Put every line of the listing below into a numbered list, skipping blank lines. Omit the pictures.

(Point annotation data)
++++++++++

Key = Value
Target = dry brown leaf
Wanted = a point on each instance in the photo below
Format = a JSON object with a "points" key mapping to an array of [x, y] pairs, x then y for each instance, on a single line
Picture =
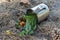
{"points": [[24, 2]]}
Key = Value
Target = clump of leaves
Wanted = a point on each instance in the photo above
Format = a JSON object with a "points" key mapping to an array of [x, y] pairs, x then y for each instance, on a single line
{"points": [[30, 24]]}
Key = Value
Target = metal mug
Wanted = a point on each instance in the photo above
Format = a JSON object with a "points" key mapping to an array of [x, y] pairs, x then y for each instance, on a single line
{"points": [[41, 10]]}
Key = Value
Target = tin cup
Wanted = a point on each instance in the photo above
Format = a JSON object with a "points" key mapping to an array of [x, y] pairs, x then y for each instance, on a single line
{"points": [[41, 10]]}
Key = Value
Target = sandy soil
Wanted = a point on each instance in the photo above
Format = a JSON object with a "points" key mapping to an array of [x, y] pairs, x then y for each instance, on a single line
{"points": [[47, 30]]}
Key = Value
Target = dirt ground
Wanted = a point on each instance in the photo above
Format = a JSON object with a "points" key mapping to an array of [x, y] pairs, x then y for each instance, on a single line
{"points": [[47, 30]]}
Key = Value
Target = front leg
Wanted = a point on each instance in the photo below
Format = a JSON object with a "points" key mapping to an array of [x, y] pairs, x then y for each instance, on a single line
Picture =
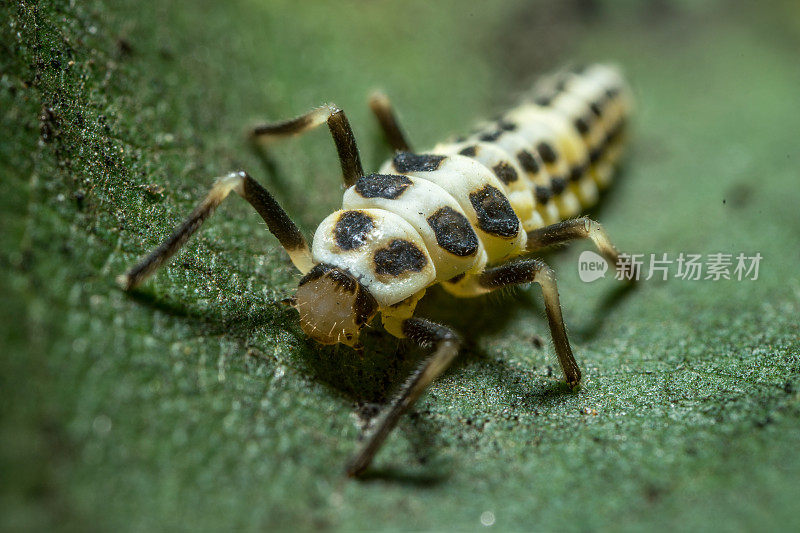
{"points": [[425, 333], [536, 271], [340, 130]]}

++++++++++

* [Answer to the problem]
1. Key = Value
2. Target = dry brown leaf
3. Wanted = a point on each instance in the photo below
4. Format = a JSON object with a "points" key mapping to an array of [x, y] pairs, x then y for each instance, on a single line
5. Picture =
6. {"points": [[24, 2]]}
7. Key = Value
8. Target = clump of leaves
9. Wanted = a point on each instance in the photo above
10. Format = a JSON object with a "points" key mapping to an array of [x, y] pairs, x then y for each instance, on a single line
11. {"points": [[30, 24]]}
12. Key = Value
13. Target = metal mug
14. Wanted = a point on each instance in the photo above
15. Format = a JSON object with a "points" key mapping to an array of [x, y] pairs, x then y for each instance, on a single line
16. {"points": [[41, 10]]}
17. Key = Value
18. Target = tin cup
19. Wanted = a point on each instance in the photo above
20. Format = a JSON object with a "points" key mapping to an array of [x, y] pairs, x then y for each instance, on a single line
21. {"points": [[41, 10]]}
22. Key = Value
23. Target = sandy soil
24. Wanted = a point on each instance in the photo above
25. Format = a JSON object with a "points" key mapping to an array of [x, y] pairs, x then y for each instance, on a single line
26. {"points": [[47, 30]]}
27. Key = Value
28. Target = dirt ground
29. Wanted = a point on each instance in the photo above
30. Format = a JSON object with a "points" key mapping to an array of [x, y] pairs, x then y for each instance, on a single line
31. {"points": [[47, 30]]}
32. Key = Value
33. Target = front leg
34. Wanted = a point on each instance in the photo below
35. Format = a JSON object with a "points" key mapping to an array of [x, y] pairs, x then y for each instance, on a single line
36. Picture =
37. {"points": [[425, 333], [536, 271], [340, 130]]}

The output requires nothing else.